Free Veterinarian Job Description Templates
Free veterinarian job description templates: general, associate, small animal, large animal, and relief. Download as DOCX and customize.
Veterinarian Job Description Templates
5 free templates by role. Download as DOCX or copy-paste.
A veterinarian is the clinical and medical heart of any animal hospital or practice: examining and diagnosing patients, performing surgery, advising owners, and carrying real responsibility from day one. For a small clinic, hiring one is a high-stakes decision usually made by the practice owner, often between appointments. The job description you write sets the role, screens for the right licenses and experience, and becomes the foundation for the offer and onboarding once you hire.
At FirstHR, we build for small clinics and practices where the owner handles hiring directly. The five templates below cover the most common versions of the role: general, associate, small animal, large animal or equine, and relief or locum. Each is ready to use. Fill in the bracketed fields, adjust to match your practice, and post. For the fundamentals behind any posting, the guide to writing a job description covers the basics.
Which Template Should You Use?
Pick the template that matches your practice and the role you are hiring for. The core structure is the same across all five, but each one emphasizes the duties, licensing, and employment terms that fit a specific kind of veterinary role. Use this guide to choose.
5 Free Veterinarian Job Description Templates
Download all five as a single Word document or copy individual templates. Each one follows the same structure: clinic overview, job summary, key responsibilities, licensing and qualifications, compensation, and how to apply. Fill in the brackets before you post.
Template 1: General Veterinarian
The universal, all-purpose version for any companion-animal clinic hiring a primary veterinarian. Exams, surgery, vaccinations, and client care, with full licensing requirements. Start here for a standard clinic role.
Template 2: Associate Veterinarian
For a hired DVM working under a practice owner or medical director. Adds collaboration, mentorship, a base plus production-based bonus, and a clear career path. New graduates welcome with mentorship.
Template 3: Small Animal Veterinarian
For companion-animal practices. Focuses on wellness, spay and neuter, in-clinic surgery, dental, and preventive care for dogs, cats, and small pets. Use this for a dedicated small animal role.
Template 4: Large Animal / Equine Veterinarian
For livestock and equine practices. Adds farm travel, mobile work, herd health, lameness and colic, and outdoor, physical conditions. Use this for field-based large animal or equine care.
Template 5: Relief / Locum Veterinarian
For temporary coverage during leave or busy periods. Adds 1099 or W-2 status, a per-shift or daily rate, independence from day one, and 2+ years of experience. Use this for short-term coverage.
What Does a Veterinarian Do?
A veterinarian cares for the health of animals and helps protect public health. The Bureau of Labor Statistics describes veterinarians as diagnosing, treating, and researching medical conditions and diseases of pets, livestock, and other animals. In a clinic, that means examining animals, performing surgery and dental procedures, administering vaccinations, prescribing medications, educating owners, and maintaining medical records, while guiding the technicians and assistants on the team.

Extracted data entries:
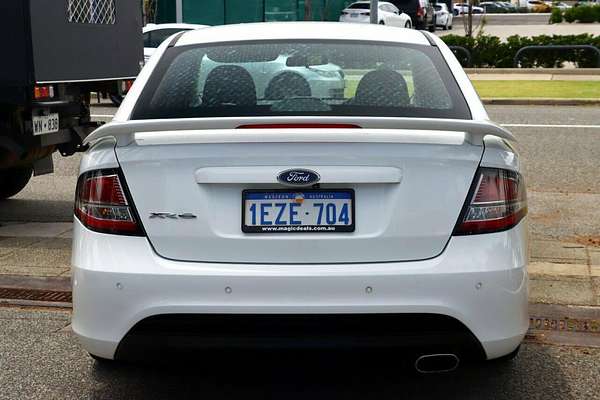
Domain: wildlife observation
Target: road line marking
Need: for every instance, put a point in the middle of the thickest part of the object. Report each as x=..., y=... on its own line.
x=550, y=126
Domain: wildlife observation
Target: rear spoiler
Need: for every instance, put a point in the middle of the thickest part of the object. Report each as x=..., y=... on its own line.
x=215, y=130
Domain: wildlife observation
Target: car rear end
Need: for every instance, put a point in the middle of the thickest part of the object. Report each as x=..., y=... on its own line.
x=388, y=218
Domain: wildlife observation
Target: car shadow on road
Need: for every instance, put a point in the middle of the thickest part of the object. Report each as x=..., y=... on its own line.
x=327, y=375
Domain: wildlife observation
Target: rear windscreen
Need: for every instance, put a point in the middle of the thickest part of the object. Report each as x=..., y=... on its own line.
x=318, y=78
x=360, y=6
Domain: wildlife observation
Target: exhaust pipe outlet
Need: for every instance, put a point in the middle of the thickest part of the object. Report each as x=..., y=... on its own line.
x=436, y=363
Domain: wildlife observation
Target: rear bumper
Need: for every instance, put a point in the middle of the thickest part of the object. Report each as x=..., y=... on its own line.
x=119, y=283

- **COMPLETE THE FOLLOWING**
(1) Which two forms of employment status does the veterinarian template page list for the relief or locum role?
(2) Echo the veterinarian template page word for word, from "Template 1: General" to "welcome with mentorship.".
The items are separate material, apart from the veterinarian template page.

- **ANSWERS TO EACH TASK**
(1) 1099 or W-2 status.

(2)
Template 1: General Veterinarian
The universal, all-purpose version for any companion-animal clinic hiring a primary veterinarian. Exams, surgery, vaccinations, and client care, with full licensing requirements. Start here for a standard clinic role.
Template 2: Associate Veterinarian
For a hired DVM working under a practice owner or medical director. Adds collaboration, mentorship, a base plus production-based bonus, and a clear career path. New graduates welcome with mentorship.